-- Start DATA SHOWN --
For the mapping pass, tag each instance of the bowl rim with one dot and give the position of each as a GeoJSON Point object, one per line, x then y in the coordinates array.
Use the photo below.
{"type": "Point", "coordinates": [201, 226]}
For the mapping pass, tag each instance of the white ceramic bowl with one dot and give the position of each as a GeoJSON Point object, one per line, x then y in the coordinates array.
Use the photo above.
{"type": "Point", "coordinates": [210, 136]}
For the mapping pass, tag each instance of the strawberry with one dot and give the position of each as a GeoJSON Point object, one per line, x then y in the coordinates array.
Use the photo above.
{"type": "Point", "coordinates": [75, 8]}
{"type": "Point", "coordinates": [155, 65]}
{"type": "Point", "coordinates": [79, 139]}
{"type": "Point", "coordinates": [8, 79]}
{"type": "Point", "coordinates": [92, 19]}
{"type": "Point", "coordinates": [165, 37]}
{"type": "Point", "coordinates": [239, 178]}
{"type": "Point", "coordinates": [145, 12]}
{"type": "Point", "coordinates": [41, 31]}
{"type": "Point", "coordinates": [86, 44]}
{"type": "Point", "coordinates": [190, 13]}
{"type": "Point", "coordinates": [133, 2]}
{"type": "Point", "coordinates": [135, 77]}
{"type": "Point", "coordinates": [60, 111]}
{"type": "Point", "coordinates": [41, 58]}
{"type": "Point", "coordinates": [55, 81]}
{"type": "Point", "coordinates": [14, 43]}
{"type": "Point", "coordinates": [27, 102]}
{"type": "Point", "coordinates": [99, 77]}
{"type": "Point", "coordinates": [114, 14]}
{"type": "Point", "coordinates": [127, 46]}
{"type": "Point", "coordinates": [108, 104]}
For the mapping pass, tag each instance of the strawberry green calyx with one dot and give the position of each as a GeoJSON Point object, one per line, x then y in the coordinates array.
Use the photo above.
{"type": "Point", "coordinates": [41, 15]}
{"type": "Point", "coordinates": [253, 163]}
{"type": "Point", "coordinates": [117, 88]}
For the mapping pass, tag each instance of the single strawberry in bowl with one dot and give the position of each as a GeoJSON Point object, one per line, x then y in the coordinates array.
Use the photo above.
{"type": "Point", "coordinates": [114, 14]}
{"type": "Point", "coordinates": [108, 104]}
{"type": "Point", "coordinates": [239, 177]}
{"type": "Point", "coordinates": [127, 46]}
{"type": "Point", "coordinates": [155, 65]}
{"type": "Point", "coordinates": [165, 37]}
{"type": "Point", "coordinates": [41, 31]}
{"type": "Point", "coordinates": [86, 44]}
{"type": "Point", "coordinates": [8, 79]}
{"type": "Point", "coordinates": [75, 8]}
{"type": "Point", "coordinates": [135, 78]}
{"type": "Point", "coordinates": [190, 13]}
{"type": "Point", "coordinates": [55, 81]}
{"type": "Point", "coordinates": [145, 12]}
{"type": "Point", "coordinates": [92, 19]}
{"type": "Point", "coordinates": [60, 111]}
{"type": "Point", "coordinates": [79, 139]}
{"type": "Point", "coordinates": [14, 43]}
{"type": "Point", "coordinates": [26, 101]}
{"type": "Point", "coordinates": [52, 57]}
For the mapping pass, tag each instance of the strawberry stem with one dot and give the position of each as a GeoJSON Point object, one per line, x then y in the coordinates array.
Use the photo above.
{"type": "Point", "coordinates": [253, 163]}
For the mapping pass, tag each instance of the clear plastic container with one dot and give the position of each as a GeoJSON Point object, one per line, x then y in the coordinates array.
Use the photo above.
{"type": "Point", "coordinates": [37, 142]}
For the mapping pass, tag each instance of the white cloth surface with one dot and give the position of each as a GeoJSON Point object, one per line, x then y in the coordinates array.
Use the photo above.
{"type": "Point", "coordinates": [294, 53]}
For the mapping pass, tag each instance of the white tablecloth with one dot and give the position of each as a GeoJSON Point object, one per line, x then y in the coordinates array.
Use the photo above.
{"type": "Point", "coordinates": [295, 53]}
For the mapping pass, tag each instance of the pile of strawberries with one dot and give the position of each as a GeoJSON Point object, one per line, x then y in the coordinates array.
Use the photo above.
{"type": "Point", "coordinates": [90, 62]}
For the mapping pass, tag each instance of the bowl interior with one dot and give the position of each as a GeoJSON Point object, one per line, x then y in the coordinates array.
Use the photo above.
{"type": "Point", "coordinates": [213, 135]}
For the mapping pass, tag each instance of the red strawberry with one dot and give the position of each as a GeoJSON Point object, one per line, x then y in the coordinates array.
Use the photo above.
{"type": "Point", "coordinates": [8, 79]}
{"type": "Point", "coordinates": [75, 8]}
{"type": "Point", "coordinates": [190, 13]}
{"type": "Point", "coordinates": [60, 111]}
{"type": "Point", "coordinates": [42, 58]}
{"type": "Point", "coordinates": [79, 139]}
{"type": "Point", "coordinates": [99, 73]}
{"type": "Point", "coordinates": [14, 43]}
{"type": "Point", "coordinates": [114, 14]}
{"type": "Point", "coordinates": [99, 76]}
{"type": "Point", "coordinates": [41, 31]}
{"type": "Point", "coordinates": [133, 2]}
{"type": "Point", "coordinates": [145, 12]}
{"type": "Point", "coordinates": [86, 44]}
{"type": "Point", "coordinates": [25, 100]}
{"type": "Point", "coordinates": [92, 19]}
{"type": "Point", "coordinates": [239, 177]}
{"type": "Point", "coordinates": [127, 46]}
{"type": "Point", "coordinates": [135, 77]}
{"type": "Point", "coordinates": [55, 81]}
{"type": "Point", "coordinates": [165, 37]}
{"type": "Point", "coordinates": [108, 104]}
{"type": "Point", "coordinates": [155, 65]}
-- End DATA SHOWN --
Repeat the rows from the line containing "For the mapping pass, tag each instance of the white cloth" through the end of the rows, substituting "labeling pass" for "mapping pass" and leaving everything else unchanged.

* **OUTPUT OF THE TASK**
For the labeling pass, tag each instance of the white cloth surface with one dot and give the position of each as a GeoJSON Point object, one per line, x then y in the coordinates array.
Use the photo above.
{"type": "Point", "coordinates": [294, 53]}
For the labeling pass, tag each instance of the white tablecloth with one dot and give the position of each as a GeoJSON Point object, one per line, x then y in the coordinates array.
Use the photo above.
{"type": "Point", "coordinates": [295, 53]}
For the labeling pass, tag each instance of the pile of strawberries with one dot and give the position of each as a GeoJSON Point object, one per line, x then y in the coordinates array.
Use the photo above.
{"type": "Point", "coordinates": [90, 62]}
For the labeling pass, tag each instance of the bowl interior with one dot and give the position of each as a GeoJSON Point object, one per line, x then y in the coordinates array.
Use the photo above.
{"type": "Point", "coordinates": [213, 135]}
For the labeling pass, tag each instance of the red strawberry with one dot and give the position of each as a GeoJSON Point object, one per line, x then y in the coordinates array.
Use the photo above.
{"type": "Point", "coordinates": [8, 79]}
{"type": "Point", "coordinates": [75, 8]}
{"type": "Point", "coordinates": [190, 13]}
{"type": "Point", "coordinates": [60, 111]}
{"type": "Point", "coordinates": [42, 58]}
{"type": "Point", "coordinates": [79, 139]}
{"type": "Point", "coordinates": [99, 73]}
{"type": "Point", "coordinates": [14, 43]}
{"type": "Point", "coordinates": [114, 14]}
{"type": "Point", "coordinates": [99, 76]}
{"type": "Point", "coordinates": [41, 31]}
{"type": "Point", "coordinates": [133, 2]}
{"type": "Point", "coordinates": [145, 12]}
{"type": "Point", "coordinates": [86, 44]}
{"type": "Point", "coordinates": [25, 100]}
{"type": "Point", "coordinates": [92, 19]}
{"type": "Point", "coordinates": [239, 177]}
{"type": "Point", "coordinates": [127, 46]}
{"type": "Point", "coordinates": [135, 77]}
{"type": "Point", "coordinates": [55, 81]}
{"type": "Point", "coordinates": [165, 37]}
{"type": "Point", "coordinates": [108, 104]}
{"type": "Point", "coordinates": [155, 65]}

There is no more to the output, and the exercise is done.